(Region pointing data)
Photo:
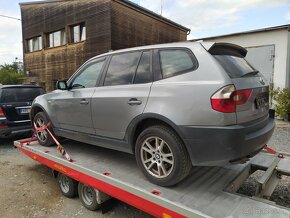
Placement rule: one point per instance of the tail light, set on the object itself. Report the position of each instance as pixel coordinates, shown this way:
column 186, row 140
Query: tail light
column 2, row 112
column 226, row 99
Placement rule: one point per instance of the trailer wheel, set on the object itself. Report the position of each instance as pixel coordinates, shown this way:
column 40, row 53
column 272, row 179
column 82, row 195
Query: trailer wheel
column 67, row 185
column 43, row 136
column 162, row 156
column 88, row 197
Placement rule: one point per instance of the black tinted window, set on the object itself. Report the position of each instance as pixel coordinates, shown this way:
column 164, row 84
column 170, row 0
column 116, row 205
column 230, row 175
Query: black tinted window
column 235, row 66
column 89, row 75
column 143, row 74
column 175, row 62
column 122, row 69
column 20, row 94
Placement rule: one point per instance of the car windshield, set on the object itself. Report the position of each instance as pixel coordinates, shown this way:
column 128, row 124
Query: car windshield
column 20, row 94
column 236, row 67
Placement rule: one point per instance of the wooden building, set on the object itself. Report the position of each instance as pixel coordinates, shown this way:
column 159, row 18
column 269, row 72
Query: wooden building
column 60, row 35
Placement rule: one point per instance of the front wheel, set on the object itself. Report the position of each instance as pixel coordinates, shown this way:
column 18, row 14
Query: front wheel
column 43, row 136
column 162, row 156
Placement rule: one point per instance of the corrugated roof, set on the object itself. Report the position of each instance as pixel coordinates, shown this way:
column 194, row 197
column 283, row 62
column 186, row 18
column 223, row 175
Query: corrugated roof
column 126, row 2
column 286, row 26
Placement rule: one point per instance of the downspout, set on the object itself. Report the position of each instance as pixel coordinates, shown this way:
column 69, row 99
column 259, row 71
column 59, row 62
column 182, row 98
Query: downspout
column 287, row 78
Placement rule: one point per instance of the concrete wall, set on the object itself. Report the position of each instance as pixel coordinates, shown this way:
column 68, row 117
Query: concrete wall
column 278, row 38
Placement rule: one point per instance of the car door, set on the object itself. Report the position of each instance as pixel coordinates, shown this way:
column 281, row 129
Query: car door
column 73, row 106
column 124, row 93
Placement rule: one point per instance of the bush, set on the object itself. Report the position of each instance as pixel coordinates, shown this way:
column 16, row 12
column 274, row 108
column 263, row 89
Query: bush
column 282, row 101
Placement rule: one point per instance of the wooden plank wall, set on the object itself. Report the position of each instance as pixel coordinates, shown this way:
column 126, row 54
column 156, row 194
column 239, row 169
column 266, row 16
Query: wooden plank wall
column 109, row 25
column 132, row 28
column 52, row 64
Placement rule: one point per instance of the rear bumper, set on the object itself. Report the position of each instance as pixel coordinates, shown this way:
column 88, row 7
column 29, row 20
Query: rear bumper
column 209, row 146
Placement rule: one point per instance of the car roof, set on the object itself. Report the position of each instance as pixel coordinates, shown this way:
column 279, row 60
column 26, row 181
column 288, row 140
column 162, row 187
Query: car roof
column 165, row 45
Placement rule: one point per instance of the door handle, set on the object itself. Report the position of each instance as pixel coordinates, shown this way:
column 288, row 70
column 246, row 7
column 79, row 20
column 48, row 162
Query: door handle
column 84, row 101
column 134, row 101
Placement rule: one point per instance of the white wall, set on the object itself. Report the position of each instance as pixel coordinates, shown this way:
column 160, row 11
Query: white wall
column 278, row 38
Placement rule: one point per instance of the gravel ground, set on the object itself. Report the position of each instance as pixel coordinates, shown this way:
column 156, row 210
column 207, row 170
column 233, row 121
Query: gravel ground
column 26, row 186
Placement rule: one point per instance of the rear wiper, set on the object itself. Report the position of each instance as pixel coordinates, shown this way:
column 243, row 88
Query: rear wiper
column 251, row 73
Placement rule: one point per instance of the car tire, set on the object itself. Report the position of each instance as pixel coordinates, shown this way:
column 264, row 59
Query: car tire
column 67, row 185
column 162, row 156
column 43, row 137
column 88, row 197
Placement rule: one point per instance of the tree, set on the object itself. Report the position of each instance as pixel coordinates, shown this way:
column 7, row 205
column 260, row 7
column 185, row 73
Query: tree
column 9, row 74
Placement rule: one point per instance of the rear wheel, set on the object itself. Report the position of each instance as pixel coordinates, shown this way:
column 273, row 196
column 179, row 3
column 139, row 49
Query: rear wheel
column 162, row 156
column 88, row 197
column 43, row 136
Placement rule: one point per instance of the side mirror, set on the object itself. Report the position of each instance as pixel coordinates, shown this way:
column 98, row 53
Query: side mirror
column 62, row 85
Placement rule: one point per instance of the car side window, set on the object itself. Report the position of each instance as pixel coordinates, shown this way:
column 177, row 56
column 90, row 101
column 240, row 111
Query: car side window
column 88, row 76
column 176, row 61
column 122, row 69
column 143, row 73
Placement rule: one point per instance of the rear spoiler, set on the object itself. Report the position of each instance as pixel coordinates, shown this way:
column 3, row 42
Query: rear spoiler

...

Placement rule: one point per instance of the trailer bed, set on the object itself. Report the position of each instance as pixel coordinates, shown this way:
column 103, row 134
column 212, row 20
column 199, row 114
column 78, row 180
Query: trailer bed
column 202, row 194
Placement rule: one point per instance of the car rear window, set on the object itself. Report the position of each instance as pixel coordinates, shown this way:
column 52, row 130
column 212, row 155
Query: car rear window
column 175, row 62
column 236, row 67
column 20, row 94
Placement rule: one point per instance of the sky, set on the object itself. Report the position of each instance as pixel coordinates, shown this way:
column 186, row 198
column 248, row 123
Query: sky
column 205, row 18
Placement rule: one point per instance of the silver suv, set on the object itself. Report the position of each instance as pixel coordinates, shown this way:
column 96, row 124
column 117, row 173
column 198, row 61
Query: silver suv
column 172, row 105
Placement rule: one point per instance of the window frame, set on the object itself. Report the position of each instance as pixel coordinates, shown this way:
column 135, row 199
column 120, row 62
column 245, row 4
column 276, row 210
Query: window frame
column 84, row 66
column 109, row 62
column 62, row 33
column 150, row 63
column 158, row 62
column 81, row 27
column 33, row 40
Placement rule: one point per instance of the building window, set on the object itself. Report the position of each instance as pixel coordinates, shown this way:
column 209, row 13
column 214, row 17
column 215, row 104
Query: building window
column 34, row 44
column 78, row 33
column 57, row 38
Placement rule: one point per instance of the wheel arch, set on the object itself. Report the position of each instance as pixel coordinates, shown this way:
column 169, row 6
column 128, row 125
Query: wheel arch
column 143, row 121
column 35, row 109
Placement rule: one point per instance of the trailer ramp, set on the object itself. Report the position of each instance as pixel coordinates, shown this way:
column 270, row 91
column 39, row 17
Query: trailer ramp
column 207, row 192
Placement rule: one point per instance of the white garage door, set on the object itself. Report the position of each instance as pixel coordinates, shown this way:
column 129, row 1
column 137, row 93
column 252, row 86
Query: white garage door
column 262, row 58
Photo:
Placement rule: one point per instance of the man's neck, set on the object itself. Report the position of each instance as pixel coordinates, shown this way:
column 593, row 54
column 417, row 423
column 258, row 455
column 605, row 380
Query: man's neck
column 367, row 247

...

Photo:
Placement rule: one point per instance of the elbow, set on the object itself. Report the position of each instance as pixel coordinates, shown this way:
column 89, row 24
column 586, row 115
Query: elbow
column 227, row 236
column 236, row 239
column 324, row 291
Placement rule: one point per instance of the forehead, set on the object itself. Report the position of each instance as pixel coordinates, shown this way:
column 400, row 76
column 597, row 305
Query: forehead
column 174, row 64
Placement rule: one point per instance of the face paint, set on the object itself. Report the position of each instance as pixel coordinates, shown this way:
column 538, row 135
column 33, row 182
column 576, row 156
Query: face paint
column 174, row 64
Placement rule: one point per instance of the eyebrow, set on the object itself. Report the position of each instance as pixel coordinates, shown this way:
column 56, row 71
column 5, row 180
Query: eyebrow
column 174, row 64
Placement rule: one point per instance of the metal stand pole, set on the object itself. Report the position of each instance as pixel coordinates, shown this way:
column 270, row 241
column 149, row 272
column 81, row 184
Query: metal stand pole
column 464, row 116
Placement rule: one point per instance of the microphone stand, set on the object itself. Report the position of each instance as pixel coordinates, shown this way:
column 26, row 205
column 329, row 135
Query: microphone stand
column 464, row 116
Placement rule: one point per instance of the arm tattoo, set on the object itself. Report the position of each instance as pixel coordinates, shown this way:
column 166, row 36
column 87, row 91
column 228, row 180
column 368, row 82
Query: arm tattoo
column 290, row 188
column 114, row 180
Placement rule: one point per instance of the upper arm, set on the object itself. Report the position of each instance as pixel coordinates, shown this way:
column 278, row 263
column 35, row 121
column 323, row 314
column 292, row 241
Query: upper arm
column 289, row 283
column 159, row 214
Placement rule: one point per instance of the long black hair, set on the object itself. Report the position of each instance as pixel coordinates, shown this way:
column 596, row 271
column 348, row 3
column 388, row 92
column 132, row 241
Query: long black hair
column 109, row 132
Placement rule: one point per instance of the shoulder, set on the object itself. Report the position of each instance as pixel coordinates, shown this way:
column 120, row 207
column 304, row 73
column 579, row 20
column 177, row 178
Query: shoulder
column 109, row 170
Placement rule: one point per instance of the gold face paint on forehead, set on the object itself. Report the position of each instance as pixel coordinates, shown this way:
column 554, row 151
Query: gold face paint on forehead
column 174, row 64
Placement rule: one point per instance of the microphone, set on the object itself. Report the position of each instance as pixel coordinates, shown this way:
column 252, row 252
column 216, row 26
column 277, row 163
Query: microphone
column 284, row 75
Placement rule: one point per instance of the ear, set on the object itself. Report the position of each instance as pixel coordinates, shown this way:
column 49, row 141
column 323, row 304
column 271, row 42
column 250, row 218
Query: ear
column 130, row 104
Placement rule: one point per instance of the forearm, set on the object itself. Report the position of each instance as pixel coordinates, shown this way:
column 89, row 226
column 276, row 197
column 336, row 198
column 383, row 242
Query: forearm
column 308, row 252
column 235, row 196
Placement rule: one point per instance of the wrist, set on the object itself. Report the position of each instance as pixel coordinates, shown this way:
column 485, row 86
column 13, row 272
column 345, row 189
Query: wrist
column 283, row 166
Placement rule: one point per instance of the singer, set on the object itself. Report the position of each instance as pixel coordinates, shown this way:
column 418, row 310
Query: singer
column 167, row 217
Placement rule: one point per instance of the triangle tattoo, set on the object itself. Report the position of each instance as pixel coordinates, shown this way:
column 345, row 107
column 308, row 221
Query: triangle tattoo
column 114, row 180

## WORK ITEM:
The reply should consist solely of the lines above from the one that has "Query: trailer wheel" through the one that has "Placement rule: one point per instance of the corrugated", reproduced exactly.

## OUTPUT:
Query: trailer wheel
column 67, row 185
column 43, row 136
column 162, row 156
column 88, row 197
Placement rule: one point per instance of the black tinted window, set on the object itself. Report the position of each instance as pixel coordinates, shown this way:
column 164, row 84
column 170, row 0
column 116, row 205
column 230, row 175
Query: black tinted window
column 235, row 66
column 89, row 75
column 143, row 74
column 175, row 62
column 122, row 69
column 20, row 94
Placement rule: one point per instance of the car windshield, set on the object itself. Report the position of each instance as pixel coordinates, shown this way:
column 128, row 124
Query: car windshield
column 20, row 94
column 236, row 67
Placement rule: one point per instance of the wooden building, set on the object itself. Report the position of each instance as pixel coordinates, shown this way:
column 159, row 18
column 269, row 72
Query: wooden building
column 60, row 35
Placement rule: one point per instance of the front wheel, set on the object itself. Report the position of each instance as pixel coordinates, shown this way:
column 18, row 14
Query: front wheel
column 43, row 136
column 162, row 156
Placement rule: one point per instance of the corrugated roof, set on the object itself. Report the position of each instance as pixel coordinates, shown this way:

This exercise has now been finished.